WHAT THE TASK REQUIRES: Rewrite the rows from the line with "Where can you find the field" up to and including the line with "pixel 185 63" as a two-column CSV with the headers ask and response. Give one line per row, with its text and its answer each in a single quoted field and line breaks turned into spaces.
-- Begin WORKING DATA --
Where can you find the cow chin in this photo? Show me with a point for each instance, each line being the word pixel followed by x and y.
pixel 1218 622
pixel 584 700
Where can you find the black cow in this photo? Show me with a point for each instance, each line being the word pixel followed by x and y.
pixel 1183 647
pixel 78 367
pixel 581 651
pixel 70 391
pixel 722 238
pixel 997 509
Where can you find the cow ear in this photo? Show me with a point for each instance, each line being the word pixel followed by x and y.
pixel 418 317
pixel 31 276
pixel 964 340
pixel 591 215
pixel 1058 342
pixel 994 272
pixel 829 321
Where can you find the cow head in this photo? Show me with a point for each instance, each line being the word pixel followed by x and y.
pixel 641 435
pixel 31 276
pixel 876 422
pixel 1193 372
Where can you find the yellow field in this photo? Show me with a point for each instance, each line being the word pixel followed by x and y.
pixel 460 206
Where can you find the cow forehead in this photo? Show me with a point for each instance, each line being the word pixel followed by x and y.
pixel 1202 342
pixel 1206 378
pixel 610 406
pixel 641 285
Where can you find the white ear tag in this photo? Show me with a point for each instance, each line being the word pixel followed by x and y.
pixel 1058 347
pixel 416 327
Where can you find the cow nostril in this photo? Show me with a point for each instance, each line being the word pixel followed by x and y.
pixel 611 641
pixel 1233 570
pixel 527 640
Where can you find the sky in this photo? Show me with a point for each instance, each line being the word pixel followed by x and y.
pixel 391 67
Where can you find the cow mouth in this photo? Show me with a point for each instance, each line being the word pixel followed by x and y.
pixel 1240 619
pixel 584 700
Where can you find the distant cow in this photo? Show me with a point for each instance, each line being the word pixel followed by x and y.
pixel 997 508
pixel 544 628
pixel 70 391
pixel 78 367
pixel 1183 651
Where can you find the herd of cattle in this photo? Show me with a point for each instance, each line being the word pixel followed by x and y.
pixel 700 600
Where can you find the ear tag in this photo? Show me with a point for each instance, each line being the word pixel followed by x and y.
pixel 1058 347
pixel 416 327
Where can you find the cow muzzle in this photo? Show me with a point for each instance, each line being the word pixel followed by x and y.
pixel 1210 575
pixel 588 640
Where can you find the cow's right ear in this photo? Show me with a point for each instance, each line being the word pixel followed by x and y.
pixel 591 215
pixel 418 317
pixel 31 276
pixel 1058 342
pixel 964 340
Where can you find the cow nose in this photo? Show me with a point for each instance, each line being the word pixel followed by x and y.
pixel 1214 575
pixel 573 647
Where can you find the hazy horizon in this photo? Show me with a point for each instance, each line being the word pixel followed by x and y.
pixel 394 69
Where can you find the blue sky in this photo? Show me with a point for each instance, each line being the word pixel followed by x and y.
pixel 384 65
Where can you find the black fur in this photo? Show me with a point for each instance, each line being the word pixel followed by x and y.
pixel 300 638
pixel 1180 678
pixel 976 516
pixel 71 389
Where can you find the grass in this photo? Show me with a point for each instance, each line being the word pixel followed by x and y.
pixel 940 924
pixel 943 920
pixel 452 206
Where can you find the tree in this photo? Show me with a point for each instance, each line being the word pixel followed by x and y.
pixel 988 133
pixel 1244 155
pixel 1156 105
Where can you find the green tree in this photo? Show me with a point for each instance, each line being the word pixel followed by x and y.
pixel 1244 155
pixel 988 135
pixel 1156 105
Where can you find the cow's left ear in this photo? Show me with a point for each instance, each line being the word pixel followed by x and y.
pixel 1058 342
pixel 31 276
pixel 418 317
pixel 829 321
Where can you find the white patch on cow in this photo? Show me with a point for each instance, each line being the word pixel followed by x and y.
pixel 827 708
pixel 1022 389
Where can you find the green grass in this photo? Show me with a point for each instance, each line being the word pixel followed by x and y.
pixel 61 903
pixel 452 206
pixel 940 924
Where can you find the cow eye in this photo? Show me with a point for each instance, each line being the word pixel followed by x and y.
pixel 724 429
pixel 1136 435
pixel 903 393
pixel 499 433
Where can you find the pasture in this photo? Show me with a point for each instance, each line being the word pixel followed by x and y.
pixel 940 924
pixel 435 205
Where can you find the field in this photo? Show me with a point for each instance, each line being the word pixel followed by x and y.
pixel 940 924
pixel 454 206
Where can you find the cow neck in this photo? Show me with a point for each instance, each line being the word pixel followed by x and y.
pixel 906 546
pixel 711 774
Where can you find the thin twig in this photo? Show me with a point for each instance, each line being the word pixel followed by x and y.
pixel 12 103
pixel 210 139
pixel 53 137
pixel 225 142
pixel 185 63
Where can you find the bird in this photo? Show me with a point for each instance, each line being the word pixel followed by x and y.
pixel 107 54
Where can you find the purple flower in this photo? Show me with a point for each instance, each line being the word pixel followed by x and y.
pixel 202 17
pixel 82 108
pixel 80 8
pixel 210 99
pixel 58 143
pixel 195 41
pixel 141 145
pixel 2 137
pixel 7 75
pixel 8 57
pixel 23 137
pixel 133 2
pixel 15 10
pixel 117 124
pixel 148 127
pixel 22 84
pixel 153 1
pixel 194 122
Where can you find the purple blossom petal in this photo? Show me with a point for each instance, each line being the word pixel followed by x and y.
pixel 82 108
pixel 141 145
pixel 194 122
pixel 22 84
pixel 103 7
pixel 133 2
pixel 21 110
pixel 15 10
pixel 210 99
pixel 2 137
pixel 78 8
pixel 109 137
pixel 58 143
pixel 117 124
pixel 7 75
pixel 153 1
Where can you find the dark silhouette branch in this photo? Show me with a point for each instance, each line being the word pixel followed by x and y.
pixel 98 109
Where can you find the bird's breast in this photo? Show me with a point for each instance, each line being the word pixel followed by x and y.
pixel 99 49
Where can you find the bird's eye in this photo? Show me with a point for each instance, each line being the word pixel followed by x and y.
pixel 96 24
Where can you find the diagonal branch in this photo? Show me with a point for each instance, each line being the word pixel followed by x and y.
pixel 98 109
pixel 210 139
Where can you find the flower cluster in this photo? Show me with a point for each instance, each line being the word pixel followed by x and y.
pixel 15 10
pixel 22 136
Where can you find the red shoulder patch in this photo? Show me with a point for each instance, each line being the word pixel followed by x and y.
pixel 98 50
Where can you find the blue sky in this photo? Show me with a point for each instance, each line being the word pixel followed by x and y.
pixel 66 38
-- End WORKING DATA --
ANSWER BELOW:
ask,response
"Where can you find the field in this photo? Show me with a point for each instance, each line being the word pixel followed by x and y.","pixel 940 924 pixel 454 206"
"Where can you find the cow neck in this photo? Show me with a point for each instance, each line being the word pixel followed by x and y.","pixel 906 546 pixel 711 774"
"Where can you find the thin twig in this photo? Show me with a point for each instance, each line being the word pixel followed by x and y.","pixel 12 103 pixel 210 139 pixel 53 137 pixel 225 142 pixel 185 63"